Reading passage =>
※ ※ ※
The packaging and ejection process that occurs during ETosis can include DNA from the cell nucleus only or from both the nucleus and the mitochondria, the cell’s powerhouses. When Dr. Rodrigues and colleagues sequenced the ejected cell-free DNA, they found the vast majority was nuclear in origin, suggesting the neutrophils’ mitochondria were still intact and giving the cells enough time to finish their immune surveillance duties before expiring, a finding consistent with what’s known as “vital” ETosis.
The finding also suggested that mitochondrial DNA from neutrophils, which can readily activate dendritic cells and macrophages in a pro-inflammatory way, wasn’t doing so in this case.
“What we’re seeing is that exercise seems to be pushing this process toward just releasing nuclear DNA and not the mitochondrial DNA, and so it’s keeping those danger signals within the cells and not activating the immune system,” Dr. Rodrigues says. “It’s remarkable that [we have] evolved [so that exercise does] not over-activate the immune system or trigger things that would be bad for us.”
Instead, regular exercise may effectively hone the immune system’s ability to appropriately respond to pathogens.
As both groups of volunteers continued their exercise training, the study also found the release of anti-inflammatory IL-10 after exercise remained robust after weeks of exercising, while the release of pro-inflammatory IL-6 levels gradually weakened in a dose-dependent way.
“That suggests the anti-inflammatory signals are relatively stronger overall with continued exercise,” Dr. Rodrigues says. In particular, aerobic exercise, such as running, swimming and walking, is likely to have a bigger inflammation-dampening effect than resistance exercises like weightlifting.
Although all subjects in the study released cell-free DNA as they exercised vigorously, the levels varied enormously from person to person. Dr. Rodrigues says he’d love to probe any links between those levels and common genetic variants, with the suggestion that some people with autoimmune conditions might be better candidates than others for this kind of prescription exercise. “Their bodies might be more sensitive to some of these signals, whereas others might be less so,” he says.
※ ※ ※
Provided data =>

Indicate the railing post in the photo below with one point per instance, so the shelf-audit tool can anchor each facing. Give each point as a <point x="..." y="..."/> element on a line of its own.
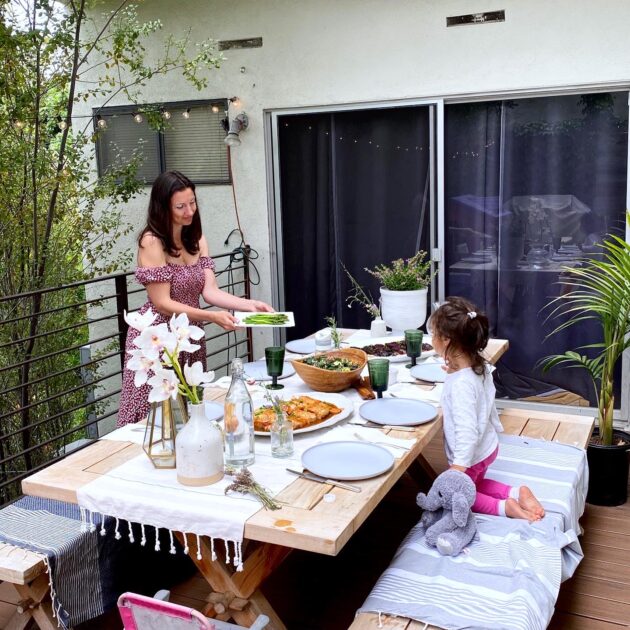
<point x="122" y="305"/>
<point x="250" y="341"/>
※ ※ ※
Brief A =>
List every kind of immune cell named in the passage on exercise and the immune system.
Brief B =>
Please repeat the stretch of the passage on exercise and the immune system from "Instead, regular exercise" through "exercises like weightlifting.".
Brief C =>
Extend the passage on exercise and the immune system, picking up after its final sentence.
The lines are not needed for any of this.

Reply A =>
- Neutrophils
- Dendritic cells
- Macrophages

Reply B =>
Instead, regular exercise may effectively hone the immune system’s ability to appropriately respond to pathogens.
As both groups of volunteers continued their exercise training, the study also found the release of anti-inflammatory IL-10 after exercise remained robust after weeks of exercising, while the release of pro-inflammatory IL-6 levels gradually weakened in a dose-dependent way.
“That suggests the anti-inflammatory signals are relatively stronger overall with continued exercise,” Dr. Rodrigues says. In particular, aerobic exercise, such as running, swimming and walking, is likely to have a bigger inflammation-dampening effect than resistance exercises like weightlifting.

Reply C =>
Repeating the study in a larger group would be a good next step toward validating the results, Dr. Rodrigues adds. He’d also love to see more research aimed at identifying how exercise triggers the activation of neutrophils, macrophages and dendritic cells at the molecular level.
In the meantime, his results have significantly changed how he views exercise. “Every time I go up a flight of stairs, I’m always thinking about my macrophages and how they’re releasing less cell-free DNA over time, and how the overall process is helping make my body more anti-inflammatory and more fit, and reducing my risks for all sorts of diseases,” he says.
Bryn Nelson, PhD, is a medical journalist based in Seattle.
References
- Caggiano C, Celona B, Garton F, et al. Comprehensive cell type decomposition of circulating cell-free DNA with CelFiE. Nat Commun. 2021 May 11;12(1):2717.
- Rodrigues KB, Weng Z, Graham ZA, et al. Exercise intensity and training alter the innate immune cell type and chromosomal origins of circulating cell-free DNA in humans. Proc Natl Acad Sci U S A. 2025 Jan 21;122(3):e2406954122.